(Items from a labeling collection)
═══
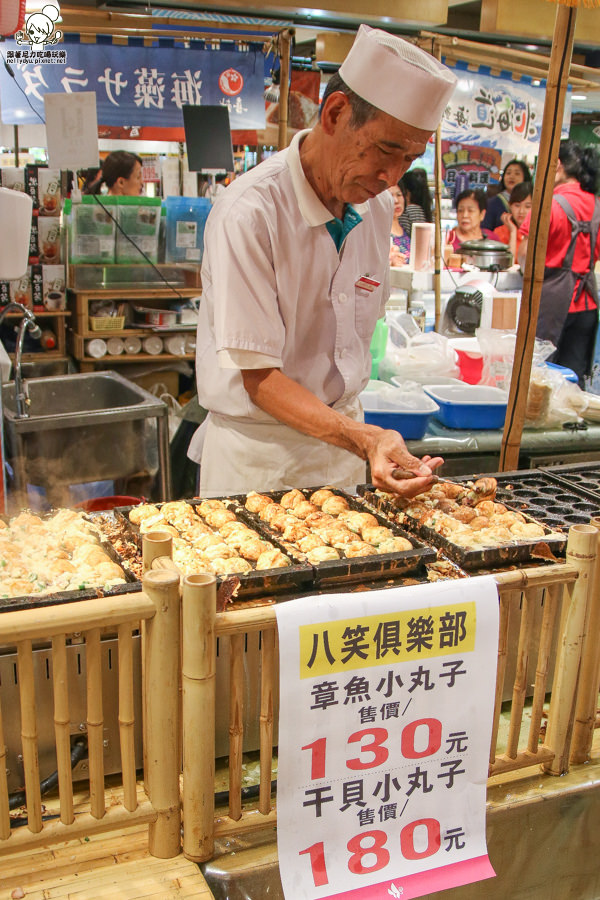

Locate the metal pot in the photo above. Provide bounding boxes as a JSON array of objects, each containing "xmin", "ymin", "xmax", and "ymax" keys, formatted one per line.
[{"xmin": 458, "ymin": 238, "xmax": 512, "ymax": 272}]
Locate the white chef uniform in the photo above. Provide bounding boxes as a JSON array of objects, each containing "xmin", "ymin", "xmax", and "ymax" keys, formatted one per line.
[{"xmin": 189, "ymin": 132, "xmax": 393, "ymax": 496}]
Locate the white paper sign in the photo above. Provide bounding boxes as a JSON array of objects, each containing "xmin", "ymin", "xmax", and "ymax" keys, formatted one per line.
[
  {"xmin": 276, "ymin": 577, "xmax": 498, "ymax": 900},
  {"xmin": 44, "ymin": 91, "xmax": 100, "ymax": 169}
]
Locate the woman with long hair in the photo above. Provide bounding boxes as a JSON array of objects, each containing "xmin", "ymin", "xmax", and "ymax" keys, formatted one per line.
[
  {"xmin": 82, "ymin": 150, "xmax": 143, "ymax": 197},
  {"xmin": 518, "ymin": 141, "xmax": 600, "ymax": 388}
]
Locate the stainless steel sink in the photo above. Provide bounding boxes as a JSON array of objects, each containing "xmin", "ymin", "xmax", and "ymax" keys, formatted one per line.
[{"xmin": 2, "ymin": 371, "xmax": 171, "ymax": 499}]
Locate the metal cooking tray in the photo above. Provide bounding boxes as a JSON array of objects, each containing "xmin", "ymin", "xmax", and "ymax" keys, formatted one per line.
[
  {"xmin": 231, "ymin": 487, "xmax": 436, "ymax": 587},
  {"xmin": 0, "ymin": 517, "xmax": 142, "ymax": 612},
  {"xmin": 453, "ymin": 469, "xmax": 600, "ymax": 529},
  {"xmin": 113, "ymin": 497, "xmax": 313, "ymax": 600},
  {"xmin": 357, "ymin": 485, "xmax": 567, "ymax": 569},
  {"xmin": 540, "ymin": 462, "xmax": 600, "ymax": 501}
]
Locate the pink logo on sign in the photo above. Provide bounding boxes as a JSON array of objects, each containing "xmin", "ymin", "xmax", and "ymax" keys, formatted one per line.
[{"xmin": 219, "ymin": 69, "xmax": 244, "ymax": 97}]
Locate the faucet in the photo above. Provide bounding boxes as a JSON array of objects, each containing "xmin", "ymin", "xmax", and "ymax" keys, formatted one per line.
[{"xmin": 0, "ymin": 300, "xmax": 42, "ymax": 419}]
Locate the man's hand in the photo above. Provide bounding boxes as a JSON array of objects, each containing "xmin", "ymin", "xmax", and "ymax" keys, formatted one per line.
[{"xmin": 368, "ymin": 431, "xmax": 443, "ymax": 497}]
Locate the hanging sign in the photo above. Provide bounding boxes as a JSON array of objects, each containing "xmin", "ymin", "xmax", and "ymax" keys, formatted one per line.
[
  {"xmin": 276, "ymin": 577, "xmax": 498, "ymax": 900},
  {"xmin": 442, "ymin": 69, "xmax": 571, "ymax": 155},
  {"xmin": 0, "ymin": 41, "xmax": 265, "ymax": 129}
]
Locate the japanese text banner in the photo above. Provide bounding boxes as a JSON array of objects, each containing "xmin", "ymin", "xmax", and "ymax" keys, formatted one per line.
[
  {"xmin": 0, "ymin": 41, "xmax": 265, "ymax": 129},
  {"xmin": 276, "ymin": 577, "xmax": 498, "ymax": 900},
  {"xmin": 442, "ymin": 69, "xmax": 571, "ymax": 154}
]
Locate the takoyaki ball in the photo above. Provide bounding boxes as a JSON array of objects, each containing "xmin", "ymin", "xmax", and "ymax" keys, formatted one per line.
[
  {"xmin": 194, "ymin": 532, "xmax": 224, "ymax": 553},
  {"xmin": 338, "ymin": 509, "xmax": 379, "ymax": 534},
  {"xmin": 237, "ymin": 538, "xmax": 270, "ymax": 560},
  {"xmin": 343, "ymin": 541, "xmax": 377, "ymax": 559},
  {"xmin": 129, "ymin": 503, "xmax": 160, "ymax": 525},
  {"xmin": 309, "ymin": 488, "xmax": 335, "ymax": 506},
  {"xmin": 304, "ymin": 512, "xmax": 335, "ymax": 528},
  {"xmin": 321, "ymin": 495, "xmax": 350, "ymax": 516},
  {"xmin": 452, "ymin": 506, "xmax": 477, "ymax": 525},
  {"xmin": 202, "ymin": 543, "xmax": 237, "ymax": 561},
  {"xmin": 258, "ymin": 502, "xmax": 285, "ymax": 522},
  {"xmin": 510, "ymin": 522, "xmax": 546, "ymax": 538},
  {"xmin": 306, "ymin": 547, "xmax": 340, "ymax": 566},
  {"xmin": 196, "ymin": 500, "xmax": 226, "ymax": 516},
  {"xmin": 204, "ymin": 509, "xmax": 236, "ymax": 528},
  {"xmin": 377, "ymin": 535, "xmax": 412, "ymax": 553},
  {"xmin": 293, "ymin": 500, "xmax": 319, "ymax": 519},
═══
Goal => Count how many lines of the records above contain the word "white", treating uppercase and lowercase as different. Reply with the number only.

Solved exercise => 2